[YOUR GOAL]: Write out every line of the data below word for word, leaving out the pictures.

[Entries from a point annotation set]:
--------------------------------

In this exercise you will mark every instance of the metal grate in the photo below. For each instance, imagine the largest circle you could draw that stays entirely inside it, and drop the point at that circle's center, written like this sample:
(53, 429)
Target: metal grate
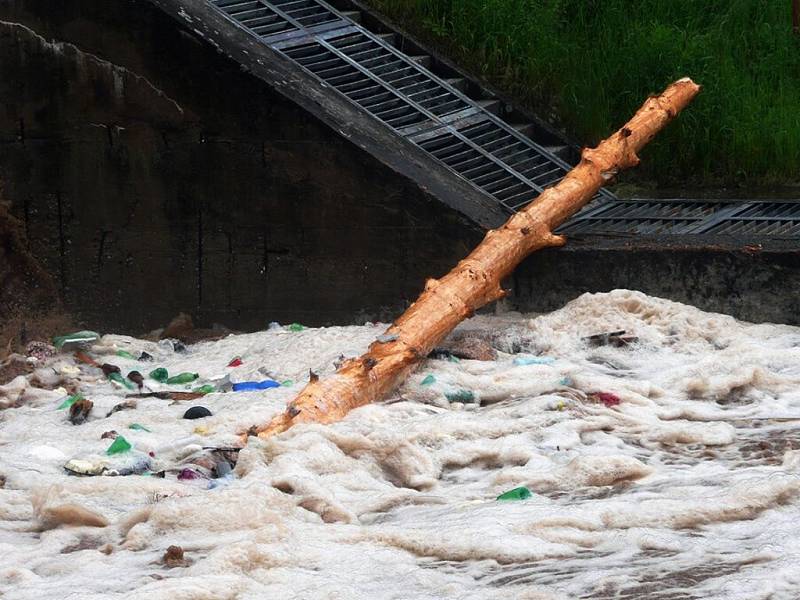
(454, 129)
(659, 217)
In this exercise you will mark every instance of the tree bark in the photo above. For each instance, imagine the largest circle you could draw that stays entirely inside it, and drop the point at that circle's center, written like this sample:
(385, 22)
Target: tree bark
(475, 281)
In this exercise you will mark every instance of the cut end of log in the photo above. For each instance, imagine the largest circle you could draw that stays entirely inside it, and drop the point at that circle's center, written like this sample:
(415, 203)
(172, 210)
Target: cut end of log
(476, 280)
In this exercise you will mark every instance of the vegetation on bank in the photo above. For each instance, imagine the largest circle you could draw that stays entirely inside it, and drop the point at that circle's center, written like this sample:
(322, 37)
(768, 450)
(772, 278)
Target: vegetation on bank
(592, 62)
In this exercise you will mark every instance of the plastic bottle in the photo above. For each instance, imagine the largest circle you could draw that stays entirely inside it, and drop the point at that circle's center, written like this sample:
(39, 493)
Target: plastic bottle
(521, 361)
(464, 396)
(520, 493)
(182, 378)
(161, 375)
(79, 337)
(118, 446)
(70, 401)
(120, 380)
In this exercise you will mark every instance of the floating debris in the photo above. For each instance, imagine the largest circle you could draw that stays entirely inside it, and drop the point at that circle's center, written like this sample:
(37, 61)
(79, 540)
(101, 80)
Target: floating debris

--------------------------------

[WRITTEN RESPONSE]:
In this exercise you will mark every instance of the metal grate in the photo below. For each instance, imagine the largest circle you could draw that stays entirely inside it, and drop the point at that circle's center, written like this sample:
(53, 429)
Target: metal grate
(454, 129)
(659, 217)
In this exercise you will mark every instance of the tree bark in the photo above. For each instance, imagine the largest circle you could draw that stays entirely inside it, and drop the point at that circle's center, written like this sample:
(385, 22)
Target: tree bark
(475, 281)
In this exercise you will mark every instance of the cut end of log in the photo above. For each instance, imagine the largest circle you could draw that stays entirely inside it, and drop the point at that circle's center, written like this sample:
(415, 203)
(172, 210)
Target: cut end of log
(476, 280)
In this exercise you will mark every instance of the vegetation on bank in the photo above. For each instance, imagine the largest circle you could draw that stays entirely inside it, and drop the point at that circle's center, written like this sample:
(322, 37)
(768, 450)
(772, 278)
Target: vegetation on bank
(592, 62)
In this exercise you will mark every instance of the plastic bottle in the photo above. For each instance, imagine the largest circle you could draw that stays entirely inside it, and drop the point at that circle's center, written like this sample:
(39, 493)
Target: plastic bottle
(521, 361)
(464, 396)
(520, 493)
(182, 378)
(161, 375)
(79, 337)
(118, 446)
(70, 401)
(120, 380)
In this exercise you will mark every instance of the floating debris in the photo above. For each instance, imagine the largest circle you could draw that stays entirely inside it, and drop the point at that circle's center, written like this sample:
(37, 61)
(79, 540)
(101, 80)
Target: floating debris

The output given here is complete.